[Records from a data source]
★ ★ ★

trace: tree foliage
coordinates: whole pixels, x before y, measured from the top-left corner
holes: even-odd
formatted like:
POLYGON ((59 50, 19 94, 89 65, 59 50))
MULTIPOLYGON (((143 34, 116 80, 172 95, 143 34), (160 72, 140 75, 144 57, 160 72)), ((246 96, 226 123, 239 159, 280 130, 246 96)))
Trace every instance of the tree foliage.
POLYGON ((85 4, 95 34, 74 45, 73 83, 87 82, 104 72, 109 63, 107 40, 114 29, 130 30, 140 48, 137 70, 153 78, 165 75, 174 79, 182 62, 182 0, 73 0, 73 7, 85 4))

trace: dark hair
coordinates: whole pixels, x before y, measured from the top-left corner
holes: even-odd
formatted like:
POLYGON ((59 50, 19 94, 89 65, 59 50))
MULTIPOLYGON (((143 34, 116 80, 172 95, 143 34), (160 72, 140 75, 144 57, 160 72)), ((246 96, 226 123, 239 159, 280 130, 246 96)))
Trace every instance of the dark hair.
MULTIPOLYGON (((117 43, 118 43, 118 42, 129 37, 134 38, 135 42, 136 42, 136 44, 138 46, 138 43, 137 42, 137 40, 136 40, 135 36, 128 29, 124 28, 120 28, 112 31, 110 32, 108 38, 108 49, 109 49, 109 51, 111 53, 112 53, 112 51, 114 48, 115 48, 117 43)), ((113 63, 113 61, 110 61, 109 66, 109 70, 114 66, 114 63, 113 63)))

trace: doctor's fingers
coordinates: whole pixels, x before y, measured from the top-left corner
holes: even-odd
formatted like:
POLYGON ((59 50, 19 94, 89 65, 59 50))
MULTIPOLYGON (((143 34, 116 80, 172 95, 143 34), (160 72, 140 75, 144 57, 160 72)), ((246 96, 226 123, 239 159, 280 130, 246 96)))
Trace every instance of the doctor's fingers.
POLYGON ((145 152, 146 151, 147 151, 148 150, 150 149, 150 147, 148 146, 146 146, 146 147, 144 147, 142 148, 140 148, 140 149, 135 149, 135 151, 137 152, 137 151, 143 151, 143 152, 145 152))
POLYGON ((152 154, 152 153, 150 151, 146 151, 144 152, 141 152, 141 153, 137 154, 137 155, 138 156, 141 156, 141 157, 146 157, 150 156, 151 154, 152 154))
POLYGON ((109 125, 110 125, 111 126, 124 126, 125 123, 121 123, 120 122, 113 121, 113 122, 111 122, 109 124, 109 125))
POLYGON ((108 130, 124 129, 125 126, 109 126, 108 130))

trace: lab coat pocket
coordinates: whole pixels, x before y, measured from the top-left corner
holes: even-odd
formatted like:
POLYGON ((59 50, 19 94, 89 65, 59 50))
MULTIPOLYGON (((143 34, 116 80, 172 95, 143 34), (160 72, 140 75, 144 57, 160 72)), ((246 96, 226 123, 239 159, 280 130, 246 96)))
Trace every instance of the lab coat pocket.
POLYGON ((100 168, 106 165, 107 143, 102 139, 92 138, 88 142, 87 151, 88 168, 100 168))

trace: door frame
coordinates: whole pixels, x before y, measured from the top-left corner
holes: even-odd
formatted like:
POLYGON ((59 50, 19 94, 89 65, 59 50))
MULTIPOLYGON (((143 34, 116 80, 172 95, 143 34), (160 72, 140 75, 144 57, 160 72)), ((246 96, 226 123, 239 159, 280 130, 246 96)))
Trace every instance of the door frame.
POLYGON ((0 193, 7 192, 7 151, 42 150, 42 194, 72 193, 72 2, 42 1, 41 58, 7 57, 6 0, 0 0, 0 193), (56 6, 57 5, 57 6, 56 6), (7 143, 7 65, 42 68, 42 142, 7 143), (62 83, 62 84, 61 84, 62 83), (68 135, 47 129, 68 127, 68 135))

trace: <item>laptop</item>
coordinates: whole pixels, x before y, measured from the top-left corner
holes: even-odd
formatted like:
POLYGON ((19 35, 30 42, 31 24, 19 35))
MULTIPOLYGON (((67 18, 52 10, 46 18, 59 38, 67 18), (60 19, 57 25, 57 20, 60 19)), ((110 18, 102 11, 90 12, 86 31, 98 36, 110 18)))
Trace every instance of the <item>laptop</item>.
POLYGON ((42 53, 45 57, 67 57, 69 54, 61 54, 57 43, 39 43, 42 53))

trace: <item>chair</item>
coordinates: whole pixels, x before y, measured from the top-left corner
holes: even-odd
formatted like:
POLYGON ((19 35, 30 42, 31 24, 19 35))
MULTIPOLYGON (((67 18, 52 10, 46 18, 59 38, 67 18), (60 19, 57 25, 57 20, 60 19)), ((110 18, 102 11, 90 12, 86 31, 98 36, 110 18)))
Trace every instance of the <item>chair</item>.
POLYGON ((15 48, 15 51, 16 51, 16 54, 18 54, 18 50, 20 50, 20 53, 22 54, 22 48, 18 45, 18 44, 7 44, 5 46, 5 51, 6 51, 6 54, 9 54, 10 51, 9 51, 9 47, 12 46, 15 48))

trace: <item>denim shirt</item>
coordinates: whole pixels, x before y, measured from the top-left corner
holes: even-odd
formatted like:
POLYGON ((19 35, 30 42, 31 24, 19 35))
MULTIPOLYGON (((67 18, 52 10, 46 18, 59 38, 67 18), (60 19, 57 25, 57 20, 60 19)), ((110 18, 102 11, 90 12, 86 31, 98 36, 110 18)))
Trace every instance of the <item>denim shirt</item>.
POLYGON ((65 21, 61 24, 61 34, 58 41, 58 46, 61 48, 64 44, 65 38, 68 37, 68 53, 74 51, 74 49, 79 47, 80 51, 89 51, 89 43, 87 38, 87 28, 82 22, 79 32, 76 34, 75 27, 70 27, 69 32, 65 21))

★ ★ ★

**Requirements:** Repeat the entries exactly, all of them.

**Answer to the exercise:**
trace: tree foliage
coordinates: whole pixels, x before y, measured from the top-left corner
holes: even-odd
formatted like:
POLYGON ((59 50, 19 94, 89 65, 59 50))
MULTIPOLYGON (((143 34, 116 80, 172 95, 143 34), (160 72, 140 75, 144 57, 160 72)), ((246 96, 226 123, 239 159, 280 130, 246 96)))
Trace every instance of the tree foliage.
POLYGON ((85 4, 95 34, 74 45, 73 83, 87 82, 104 72, 109 63, 107 40, 114 29, 130 30, 140 48, 137 70, 153 78, 165 75, 174 79, 182 62, 182 0, 73 0, 73 7, 85 4))

trace: dark hair
coordinates: whole pixels, x before y, measured from the top-left corner
holes: even-odd
formatted like:
POLYGON ((59 50, 19 94, 89 65, 59 50))
MULTIPOLYGON (((143 34, 116 80, 172 95, 143 34), (160 72, 140 75, 144 57, 160 72)), ((246 96, 226 123, 239 159, 280 130, 246 96)))
Trace every instance of the dark hair.
MULTIPOLYGON (((117 43, 118 43, 118 42, 129 37, 134 38, 135 42, 136 42, 136 44, 138 46, 138 43, 137 42, 137 40, 136 40, 135 36, 128 29, 124 28, 120 28, 112 31, 110 32, 108 38, 108 49, 109 49, 109 51, 111 53, 112 53, 112 51, 114 48, 115 48, 117 43)), ((113 63, 113 61, 110 61, 109 66, 109 70, 114 66, 114 63, 113 63)))

trace: doctor's fingers
coordinates: whole pixels, x before y, measured from the top-left corner
holes: even-odd
formatted like:
POLYGON ((59 50, 19 94, 89 65, 59 50))
MULTIPOLYGON (((143 34, 116 80, 172 95, 143 34), (160 72, 140 75, 144 57, 160 72)), ((246 96, 226 123, 239 159, 280 130, 246 96)))
Trace every instance of the doctor's fingers.
POLYGON ((145 152, 146 151, 147 151, 148 150, 150 149, 150 147, 148 146, 146 146, 146 147, 144 147, 142 148, 140 148, 140 149, 135 149, 135 151, 137 152, 137 151, 143 151, 143 152, 145 152))
POLYGON ((152 154, 152 153, 150 151, 146 151, 144 152, 141 152, 141 153, 137 154, 137 155, 138 156, 141 156, 141 157, 146 157, 150 156, 151 154, 152 154))
POLYGON ((109 125, 110 125, 111 126, 124 126, 125 123, 121 123, 120 122, 113 121, 113 122, 111 122, 109 124, 109 125))
POLYGON ((108 130, 124 129, 125 126, 109 126, 108 130))

trace: lab coat pocket
coordinates: whole pixels, x before y, measured from the top-left corner
holes: even-odd
formatted like:
POLYGON ((59 50, 19 94, 89 65, 59 50))
MULTIPOLYGON (((143 34, 116 80, 172 95, 143 34), (160 72, 140 75, 144 57, 160 72)), ((246 96, 226 123, 239 159, 280 130, 246 96)))
Trace every instance of the lab coat pocket.
POLYGON ((100 168, 106 165, 107 143, 102 139, 92 138, 88 142, 87 151, 88 168, 100 168))

trace: door frame
coordinates: whole pixels, x before y, measured from the top-left corner
holes: even-odd
formatted like:
POLYGON ((59 50, 19 94, 89 65, 59 50))
MULTIPOLYGON (((143 34, 116 80, 172 95, 143 34), (160 72, 140 75, 144 57, 160 72)), ((246 96, 226 123, 239 159, 280 130, 246 96)))
Trace every instance of the door frame.
POLYGON ((0 193, 7 192, 7 151, 42 150, 42 194, 72 193, 72 2, 42 1, 41 58, 7 57, 6 0, 0 0, 0 193), (56 6, 57 5, 57 6, 56 6), (7 143, 7 65, 42 68, 42 142, 7 143), (62 83, 62 84, 61 84, 62 83), (68 135, 47 129, 68 127, 68 135))

trace: <item>laptop</item>
coordinates: whole pixels, x before y, measured from the top-left corner
holes: even-odd
formatted like:
POLYGON ((19 35, 30 42, 31 24, 19 35))
MULTIPOLYGON (((67 18, 52 10, 46 18, 59 38, 67 18), (60 19, 57 25, 57 20, 60 19)), ((110 18, 102 11, 90 12, 86 31, 98 36, 110 18)))
Trace every instance of the <item>laptop</item>.
POLYGON ((42 53, 45 57, 67 57, 69 54, 61 54, 57 43, 39 43, 42 53))

trace: <item>chair</item>
coordinates: whole pixels, x before y, measured from the top-left corner
holes: even-odd
formatted like:
POLYGON ((19 35, 30 42, 31 24, 19 35))
MULTIPOLYGON (((67 18, 52 10, 46 18, 59 38, 67 18), (60 19, 57 25, 57 20, 60 19)), ((110 18, 102 11, 90 12, 86 31, 98 36, 110 18)))
Trace every instance of the <item>chair</item>.
POLYGON ((15 48, 15 51, 16 51, 16 54, 18 54, 18 50, 20 50, 20 53, 22 54, 22 48, 18 45, 18 44, 7 44, 5 46, 5 51, 6 51, 6 54, 9 54, 10 51, 9 51, 9 47, 12 46, 15 48))

trace: <item>denim shirt</item>
coordinates: whole pixels, x before y, measured from the top-left corner
holes: even-odd
formatted like:
POLYGON ((19 35, 30 42, 31 24, 19 35))
MULTIPOLYGON (((67 18, 52 10, 46 18, 59 38, 67 18), (60 19, 57 25, 57 20, 60 19)), ((110 18, 102 11, 90 12, 86 31, 98 36, 110 18)))
Trace every instance of the <item>denim shirt</item>.
POLYGON ((65 21, 61 24, 61 34, 58 41, 58 46, 61 48, 64 44, 65 38, 68 37, 68 53, 74 51, 74 49, 79 47, 80 51, 89 51, 89 43, 87 38, 87 28, 82 22, 79 32, 76 34, 75 27, 70 27, 69 32, 65 21))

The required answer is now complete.